(WHAT THE TASK ASKS) Rewrite the material from its first line through the line containing "(0, 0), (340, 399)", changing "blurred leaf" to "fallen leaf" and keeping everything else the same.

(TASK INPUT)

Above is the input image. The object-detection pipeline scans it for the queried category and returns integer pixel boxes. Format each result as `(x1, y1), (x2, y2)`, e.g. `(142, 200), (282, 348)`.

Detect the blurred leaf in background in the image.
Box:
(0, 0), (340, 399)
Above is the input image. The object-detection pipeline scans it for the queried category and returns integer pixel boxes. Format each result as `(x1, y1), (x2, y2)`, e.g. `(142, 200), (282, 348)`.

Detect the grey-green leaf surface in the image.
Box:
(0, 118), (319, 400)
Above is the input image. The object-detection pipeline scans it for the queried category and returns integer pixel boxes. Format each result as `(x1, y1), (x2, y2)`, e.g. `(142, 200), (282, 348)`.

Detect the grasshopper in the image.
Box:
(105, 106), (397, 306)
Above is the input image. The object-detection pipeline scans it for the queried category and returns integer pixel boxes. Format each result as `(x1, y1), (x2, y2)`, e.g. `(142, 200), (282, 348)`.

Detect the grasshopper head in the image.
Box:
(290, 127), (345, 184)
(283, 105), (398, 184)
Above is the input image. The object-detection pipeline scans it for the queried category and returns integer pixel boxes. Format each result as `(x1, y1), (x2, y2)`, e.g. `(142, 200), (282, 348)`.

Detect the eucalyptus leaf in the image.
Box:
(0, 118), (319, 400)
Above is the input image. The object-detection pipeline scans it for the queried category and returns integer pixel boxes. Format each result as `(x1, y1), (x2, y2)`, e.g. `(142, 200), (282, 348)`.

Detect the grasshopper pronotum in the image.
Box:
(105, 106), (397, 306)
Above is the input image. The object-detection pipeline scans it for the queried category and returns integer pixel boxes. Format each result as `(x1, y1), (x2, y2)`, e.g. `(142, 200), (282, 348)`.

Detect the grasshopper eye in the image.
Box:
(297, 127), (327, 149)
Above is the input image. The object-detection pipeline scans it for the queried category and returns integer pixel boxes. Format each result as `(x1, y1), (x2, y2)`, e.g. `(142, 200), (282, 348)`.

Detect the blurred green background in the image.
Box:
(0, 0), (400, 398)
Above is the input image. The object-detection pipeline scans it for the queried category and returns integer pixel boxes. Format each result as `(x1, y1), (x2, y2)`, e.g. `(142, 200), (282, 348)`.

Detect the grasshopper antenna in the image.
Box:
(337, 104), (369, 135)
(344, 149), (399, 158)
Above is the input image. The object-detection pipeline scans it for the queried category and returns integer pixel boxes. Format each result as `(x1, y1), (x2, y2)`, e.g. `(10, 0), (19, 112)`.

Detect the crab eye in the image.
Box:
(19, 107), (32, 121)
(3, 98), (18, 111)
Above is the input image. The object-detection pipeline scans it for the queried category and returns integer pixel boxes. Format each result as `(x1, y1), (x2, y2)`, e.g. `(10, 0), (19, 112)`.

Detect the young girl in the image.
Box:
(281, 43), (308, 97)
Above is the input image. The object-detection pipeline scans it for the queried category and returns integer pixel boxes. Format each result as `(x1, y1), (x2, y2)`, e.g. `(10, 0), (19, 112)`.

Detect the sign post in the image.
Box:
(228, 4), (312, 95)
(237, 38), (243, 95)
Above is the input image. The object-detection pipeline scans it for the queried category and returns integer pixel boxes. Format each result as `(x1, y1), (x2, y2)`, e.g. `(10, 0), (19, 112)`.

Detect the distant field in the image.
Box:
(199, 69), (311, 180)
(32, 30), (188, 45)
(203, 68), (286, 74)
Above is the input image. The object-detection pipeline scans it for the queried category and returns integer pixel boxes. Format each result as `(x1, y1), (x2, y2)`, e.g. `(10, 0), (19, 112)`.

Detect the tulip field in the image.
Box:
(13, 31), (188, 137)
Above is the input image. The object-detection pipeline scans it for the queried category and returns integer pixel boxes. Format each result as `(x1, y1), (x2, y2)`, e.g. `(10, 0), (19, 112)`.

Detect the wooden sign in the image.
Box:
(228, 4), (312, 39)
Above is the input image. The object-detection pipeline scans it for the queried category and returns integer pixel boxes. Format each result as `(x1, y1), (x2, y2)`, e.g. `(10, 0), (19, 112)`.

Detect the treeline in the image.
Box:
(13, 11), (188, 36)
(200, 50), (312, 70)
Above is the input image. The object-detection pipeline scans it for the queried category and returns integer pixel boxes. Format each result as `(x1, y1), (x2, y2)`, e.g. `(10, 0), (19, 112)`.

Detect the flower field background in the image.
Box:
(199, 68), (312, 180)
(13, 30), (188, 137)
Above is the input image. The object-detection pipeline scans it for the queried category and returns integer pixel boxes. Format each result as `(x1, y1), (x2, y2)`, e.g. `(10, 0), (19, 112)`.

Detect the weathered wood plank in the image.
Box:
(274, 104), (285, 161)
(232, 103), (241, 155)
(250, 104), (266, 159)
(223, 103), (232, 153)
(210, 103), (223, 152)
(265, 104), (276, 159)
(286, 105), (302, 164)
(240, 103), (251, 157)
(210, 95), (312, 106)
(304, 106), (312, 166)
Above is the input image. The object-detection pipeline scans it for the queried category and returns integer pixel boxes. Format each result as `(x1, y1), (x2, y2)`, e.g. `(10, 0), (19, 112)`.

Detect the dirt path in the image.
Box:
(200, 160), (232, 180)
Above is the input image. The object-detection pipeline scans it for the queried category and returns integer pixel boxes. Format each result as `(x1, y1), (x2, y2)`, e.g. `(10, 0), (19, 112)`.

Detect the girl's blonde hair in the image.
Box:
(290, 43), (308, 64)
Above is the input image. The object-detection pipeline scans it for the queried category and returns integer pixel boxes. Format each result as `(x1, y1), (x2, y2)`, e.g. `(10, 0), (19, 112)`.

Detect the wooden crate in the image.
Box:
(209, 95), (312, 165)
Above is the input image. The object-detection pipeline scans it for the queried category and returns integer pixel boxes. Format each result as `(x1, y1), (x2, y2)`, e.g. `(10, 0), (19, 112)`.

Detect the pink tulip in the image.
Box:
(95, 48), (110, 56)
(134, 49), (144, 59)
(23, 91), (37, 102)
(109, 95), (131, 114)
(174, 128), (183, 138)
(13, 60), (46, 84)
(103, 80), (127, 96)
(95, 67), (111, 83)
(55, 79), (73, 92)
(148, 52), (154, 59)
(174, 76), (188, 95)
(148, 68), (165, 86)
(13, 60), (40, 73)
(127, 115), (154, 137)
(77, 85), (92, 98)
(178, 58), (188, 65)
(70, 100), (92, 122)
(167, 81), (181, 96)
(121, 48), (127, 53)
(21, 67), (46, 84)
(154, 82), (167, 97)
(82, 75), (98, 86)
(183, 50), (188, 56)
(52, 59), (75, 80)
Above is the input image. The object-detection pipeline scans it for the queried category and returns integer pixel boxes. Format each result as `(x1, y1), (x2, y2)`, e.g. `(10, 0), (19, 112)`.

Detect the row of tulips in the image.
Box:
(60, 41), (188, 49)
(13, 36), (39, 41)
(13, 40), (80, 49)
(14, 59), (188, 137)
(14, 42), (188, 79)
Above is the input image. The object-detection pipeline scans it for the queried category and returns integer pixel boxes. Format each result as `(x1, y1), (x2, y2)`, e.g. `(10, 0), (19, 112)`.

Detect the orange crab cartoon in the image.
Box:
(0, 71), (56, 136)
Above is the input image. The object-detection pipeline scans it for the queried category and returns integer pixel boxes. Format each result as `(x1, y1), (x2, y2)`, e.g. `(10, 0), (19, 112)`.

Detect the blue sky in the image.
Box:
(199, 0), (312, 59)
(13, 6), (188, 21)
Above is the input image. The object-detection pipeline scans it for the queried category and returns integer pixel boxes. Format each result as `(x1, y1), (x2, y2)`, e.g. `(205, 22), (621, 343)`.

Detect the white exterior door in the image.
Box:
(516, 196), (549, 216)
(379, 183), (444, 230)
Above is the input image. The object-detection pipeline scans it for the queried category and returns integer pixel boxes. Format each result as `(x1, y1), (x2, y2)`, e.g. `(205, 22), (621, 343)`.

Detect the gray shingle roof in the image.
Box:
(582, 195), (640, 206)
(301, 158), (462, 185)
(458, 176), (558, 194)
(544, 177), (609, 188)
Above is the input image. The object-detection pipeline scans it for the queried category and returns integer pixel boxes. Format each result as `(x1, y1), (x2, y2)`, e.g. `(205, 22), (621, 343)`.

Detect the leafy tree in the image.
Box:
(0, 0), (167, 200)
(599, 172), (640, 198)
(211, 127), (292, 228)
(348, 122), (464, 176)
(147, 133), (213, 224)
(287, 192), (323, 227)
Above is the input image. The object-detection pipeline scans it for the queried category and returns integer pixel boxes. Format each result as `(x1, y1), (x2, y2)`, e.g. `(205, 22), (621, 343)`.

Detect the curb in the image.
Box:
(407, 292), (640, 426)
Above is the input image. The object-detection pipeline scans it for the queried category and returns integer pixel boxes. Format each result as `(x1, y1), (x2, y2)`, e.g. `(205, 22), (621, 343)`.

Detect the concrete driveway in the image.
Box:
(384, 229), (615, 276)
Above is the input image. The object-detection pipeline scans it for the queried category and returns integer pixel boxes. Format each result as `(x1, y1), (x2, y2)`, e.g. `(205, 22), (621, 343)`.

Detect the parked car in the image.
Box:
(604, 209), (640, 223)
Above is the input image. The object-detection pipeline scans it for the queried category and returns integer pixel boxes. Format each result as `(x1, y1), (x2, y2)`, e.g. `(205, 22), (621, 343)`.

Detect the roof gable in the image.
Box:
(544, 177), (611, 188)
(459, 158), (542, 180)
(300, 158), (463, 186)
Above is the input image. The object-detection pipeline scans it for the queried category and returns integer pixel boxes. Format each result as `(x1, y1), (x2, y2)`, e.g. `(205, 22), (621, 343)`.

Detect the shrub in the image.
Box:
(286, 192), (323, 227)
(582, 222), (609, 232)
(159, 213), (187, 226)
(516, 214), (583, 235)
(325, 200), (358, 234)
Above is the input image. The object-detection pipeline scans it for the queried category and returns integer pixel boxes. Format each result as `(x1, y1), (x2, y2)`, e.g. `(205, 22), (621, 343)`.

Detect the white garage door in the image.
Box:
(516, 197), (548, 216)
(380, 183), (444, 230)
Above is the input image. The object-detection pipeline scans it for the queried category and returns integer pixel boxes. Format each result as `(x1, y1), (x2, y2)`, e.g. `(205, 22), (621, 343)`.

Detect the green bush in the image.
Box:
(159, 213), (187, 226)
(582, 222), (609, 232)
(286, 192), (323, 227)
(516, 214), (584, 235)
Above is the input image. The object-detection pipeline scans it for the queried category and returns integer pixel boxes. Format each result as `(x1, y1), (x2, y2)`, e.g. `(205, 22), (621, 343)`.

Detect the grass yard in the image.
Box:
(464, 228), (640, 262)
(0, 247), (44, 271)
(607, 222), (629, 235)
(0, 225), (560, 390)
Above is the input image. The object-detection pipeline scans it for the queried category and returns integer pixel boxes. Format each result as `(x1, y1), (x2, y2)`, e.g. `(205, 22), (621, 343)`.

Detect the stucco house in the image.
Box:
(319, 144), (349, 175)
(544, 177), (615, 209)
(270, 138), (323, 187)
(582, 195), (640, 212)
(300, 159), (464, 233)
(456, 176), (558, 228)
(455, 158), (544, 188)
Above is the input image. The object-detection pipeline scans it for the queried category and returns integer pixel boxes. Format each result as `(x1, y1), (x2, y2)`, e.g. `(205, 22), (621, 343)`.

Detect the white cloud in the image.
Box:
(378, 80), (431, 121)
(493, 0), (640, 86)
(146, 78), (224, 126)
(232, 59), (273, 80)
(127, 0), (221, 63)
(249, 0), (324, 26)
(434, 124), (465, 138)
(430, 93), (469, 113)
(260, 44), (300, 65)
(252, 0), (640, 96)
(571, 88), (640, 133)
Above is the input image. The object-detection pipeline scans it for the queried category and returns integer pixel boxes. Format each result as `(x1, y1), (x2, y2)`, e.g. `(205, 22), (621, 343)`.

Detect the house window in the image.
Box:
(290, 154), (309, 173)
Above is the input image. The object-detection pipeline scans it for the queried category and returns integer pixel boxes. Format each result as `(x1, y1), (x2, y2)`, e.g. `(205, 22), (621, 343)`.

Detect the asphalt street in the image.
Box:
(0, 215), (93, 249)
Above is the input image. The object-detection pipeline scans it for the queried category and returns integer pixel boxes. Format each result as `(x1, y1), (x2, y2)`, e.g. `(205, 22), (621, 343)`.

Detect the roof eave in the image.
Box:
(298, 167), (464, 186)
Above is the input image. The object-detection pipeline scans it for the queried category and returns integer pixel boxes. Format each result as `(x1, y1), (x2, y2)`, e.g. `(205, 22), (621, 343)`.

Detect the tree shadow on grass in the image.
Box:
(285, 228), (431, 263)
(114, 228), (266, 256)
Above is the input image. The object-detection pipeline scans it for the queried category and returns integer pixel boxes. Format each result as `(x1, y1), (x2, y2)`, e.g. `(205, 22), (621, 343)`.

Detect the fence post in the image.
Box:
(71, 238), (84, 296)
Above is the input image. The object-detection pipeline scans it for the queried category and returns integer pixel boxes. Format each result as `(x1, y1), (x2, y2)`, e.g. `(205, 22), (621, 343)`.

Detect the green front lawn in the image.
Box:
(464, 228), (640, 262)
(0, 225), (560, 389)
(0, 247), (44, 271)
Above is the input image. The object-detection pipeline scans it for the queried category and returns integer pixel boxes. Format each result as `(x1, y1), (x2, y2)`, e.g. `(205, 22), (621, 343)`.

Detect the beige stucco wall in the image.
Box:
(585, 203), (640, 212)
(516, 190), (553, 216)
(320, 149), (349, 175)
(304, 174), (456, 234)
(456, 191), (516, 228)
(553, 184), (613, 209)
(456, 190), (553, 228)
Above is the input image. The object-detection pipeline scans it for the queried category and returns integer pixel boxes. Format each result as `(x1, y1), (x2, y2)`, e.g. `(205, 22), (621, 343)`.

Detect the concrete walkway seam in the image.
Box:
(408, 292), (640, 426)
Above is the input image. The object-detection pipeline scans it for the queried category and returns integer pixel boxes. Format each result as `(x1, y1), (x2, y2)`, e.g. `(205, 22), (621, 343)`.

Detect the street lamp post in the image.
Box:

(THE COMPLETED TASK)
Above is the input image. The object-detection pipeline scans it for the queried category and returns integer pixel boxes. Format each result as `(x1, y1), (x2, y2)`, e.g. `(142, 200), (282, 348)`.

Detect the fallen leaf in background in the image.
Box:
(0, 0), (340, 399)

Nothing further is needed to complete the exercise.